• **Selected passage**
..........
Pragmatic accuracy of an in-house loop-mediated isothermal amplification (LAMP) for diagnosis of pulmonary tuberculosis in a Thai community hospital

PLOS ONE

Dear Dr. Phinyo,

Thank you for submitting your manuscript to PLOS ONE. After careful consideration, we feel that it has merit but does not fully meet PLOS ONE’s publication criteria as it currently stands. Therefore, we invite you to submit a revised version of the manuscript that addresses the points raised during the review process.

Specifically, the reviewer still has concerns that need to be addressed carefully. Please see reviewer's insightful comments below.

Please submit your revised manuscript by Jul 24 2020 11:59PM. If you will need more time than this to complete your revisions, please reply to this message or contact the journal office at plosone@plos.org. When you're ready to submit your revision, log on to https://www.editorialmanager.com/pone/ and select the 'Submissions Needing Revision' folder to locate your manuscript file.

Please include the following items when submitting your revised manuscript:

  • A rebuttal letter that responds to each point raised by the academic editor and reviewer(s). You should upload this letter as a separate file labeled 'Response to Reviewers'.

  • A marked-up copy of your manuscript that highlights changes made to the original version. You should upload this as a separate file labeled 'Revised Manuscript with Track Changes'.

  • An unmarked version of your revised paper without tracked changes. You should upload this as a separate file labeled 'Manuscript'.

If you would like to make changes to your financial disclosure, please include your updated statement in your cover letter. Guidelines for resubmitting your figure files are available below the reviewer comments at the end of this letter.

If applicable, we recommend that you deposit your laboratory protocols in protocols.io to enhance the reproducibility of your results. Protocols.io assigns your protocol its own identifier (DOI) so that it can be cited independently in the future. For instructions see: http://journals.plos.org/plosone/s/submission-guidelines#loc-laboratory-protocols

We look forward to receiving your revised manuscript.

Kind regards,

Baochuan Lin, Ph.D.
..........
• **Data under study**

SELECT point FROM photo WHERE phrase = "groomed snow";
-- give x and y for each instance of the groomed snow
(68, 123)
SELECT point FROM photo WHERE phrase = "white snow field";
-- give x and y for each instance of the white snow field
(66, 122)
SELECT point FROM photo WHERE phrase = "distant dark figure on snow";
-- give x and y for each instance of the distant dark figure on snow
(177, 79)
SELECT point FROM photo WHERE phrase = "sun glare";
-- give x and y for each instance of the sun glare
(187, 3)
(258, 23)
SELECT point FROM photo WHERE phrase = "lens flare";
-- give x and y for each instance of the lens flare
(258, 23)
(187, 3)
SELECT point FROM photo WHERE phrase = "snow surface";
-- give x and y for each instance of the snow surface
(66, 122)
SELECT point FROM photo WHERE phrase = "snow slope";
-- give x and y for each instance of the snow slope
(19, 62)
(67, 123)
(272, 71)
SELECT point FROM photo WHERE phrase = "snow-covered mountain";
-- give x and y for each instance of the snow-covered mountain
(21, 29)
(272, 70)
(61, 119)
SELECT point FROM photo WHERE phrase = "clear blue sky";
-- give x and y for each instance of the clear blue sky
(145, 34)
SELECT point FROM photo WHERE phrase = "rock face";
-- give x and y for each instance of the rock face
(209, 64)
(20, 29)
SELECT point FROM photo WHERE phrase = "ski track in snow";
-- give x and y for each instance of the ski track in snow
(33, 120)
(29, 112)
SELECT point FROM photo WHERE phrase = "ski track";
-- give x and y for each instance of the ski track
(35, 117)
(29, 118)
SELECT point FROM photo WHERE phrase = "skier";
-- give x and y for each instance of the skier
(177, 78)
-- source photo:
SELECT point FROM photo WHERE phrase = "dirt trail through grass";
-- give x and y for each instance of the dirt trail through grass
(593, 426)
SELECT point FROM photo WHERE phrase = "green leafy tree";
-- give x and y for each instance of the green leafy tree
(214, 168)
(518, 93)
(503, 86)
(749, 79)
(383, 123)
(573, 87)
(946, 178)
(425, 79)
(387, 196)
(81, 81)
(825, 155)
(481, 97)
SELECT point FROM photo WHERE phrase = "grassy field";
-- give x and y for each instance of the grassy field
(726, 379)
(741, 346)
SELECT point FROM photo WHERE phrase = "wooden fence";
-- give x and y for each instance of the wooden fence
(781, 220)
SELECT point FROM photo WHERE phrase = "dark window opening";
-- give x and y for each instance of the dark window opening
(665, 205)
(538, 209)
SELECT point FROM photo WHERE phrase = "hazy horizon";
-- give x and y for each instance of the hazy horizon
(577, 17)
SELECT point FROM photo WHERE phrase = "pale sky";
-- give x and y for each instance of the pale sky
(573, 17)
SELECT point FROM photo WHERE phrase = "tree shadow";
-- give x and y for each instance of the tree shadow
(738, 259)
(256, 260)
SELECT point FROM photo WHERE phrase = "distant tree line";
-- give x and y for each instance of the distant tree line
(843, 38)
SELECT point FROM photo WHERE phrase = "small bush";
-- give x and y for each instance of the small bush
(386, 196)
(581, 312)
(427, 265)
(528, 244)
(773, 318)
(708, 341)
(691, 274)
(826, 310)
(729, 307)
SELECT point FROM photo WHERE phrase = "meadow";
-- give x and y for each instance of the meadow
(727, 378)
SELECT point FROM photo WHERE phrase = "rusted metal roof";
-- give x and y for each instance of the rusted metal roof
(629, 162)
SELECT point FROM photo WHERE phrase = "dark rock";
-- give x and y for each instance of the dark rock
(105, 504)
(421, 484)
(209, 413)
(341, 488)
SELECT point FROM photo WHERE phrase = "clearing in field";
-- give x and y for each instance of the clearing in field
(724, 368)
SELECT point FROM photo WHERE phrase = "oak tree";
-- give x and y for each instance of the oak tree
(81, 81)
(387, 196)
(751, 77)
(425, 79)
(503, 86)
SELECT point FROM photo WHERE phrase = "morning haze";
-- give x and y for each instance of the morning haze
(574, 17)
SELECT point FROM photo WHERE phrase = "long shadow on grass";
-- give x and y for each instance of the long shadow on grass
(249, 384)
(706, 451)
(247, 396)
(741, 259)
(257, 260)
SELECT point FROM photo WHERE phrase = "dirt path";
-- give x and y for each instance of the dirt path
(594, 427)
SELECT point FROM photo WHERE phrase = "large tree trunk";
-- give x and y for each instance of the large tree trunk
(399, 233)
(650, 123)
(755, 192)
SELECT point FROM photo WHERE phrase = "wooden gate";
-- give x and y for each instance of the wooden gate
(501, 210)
..........
• **What this exercise asks**
a: According to the PLOS ONE revision letter, by what date and time must the revised manuscript be submitted?
b: Proceed with the PLOS ONE revision letter, picking up right after its final line.
Nothing in the items is needed for the work that comes next.

• **Answers to the tasks**
a: Jul 24 2020 11:59PM

b:
Academic Editor

PLOS ONE

[Note: HTML markup is below. Please do not edit.]

Reviewers' comments:

Reviewer's Responses to Questions

Comments to the Author

1. If the authors have adequately addressed your comments raised in a previous round of review and you feel that this manuscript is now acceptable for publication, you may indicate that here to bypass the “Comments to the Author” section, enter your conflict of interest statement in the “Confidential to Editor” section, and submit your "Accept" recommendation.

Reviewer #2: All comments have been addressed

**********

2. Is the manuscript technically sound, and do the data support the conclusions?

The manuscript must describe a technically sound piece of scientific research with data that supports the conclusions. Experiments must have been conducted rigorously, with appropriate controls, replication, and sample sizes. The conclusions must be drawn appropriately based on the data presented.

Reviewer #2: Yes

**********

3. Has the statistical analysis been performed appropriately and rigorously?

Reviewer #2: Yes

**********

4. Have the authors made all data underlying the findings in their manuscript fully available?

The PLOS Data policy requires authors to make all data underlying the findings described in their manuscript fully available without restriction, with rare exception (please refer to the Data Availability Statement in the manuscript PDF file). The data should be provided as part of the manuscript or its supporting information, or deposited to a public repository. For example, in addition to summary statistics, the data points behind means, medians and variance measures should be available. If there are restrictions on publicly sharing data—e.g. participant privacy or use of data from a third party—those must be specified.

Reviewer #2: Yes

**********

5. Is the manuscript presented in an intelligible fashion and written in standard English?

PLOS ONE does not copyedit accepted manuscripts, so the language in submitted articles must be clear, correct, and unambiguous. Any typographical or grammatical errors should be corrected at revision, so please note any specific errors here.

Reviewer #2: Yes

**********

6. Review Comments to the Author

Please use the space provided to explain your answers to the questions above. You may also include additional comments for the author, including concerns about dual publication, research ethics, or publication ethics. (Please upload your review as an attachment if it exceeds 20,000 characters)

Reviewer #2: The manuscript is much improved after the second revision. Some minor problems remain, but these are specific rather than general and should be able to be easily addressed.

- The use of ‘This’ at the beginning of sentences in the Background is not very clear.

- Some of the other corrections have also reduced clarity rather than enhanced, I have made a note for each instance for ease of author correction in the annoted pdf that I have attached to this review.

- Line 84, ‘More affordable in-house LAMP assays were later developed’ – this is still a problematic assertion as the first reference (the original reference for the sentence) is dated 2008 which is published prior to the availability and endorsement of the commercial TB-LAMP assay being compared. Also, none of the now 5 references compare affordability of the commercialized assay to an in-house assay to the commercial assay. Suggest the authors change to ‘An in-house LAMP assay may be more affordable…”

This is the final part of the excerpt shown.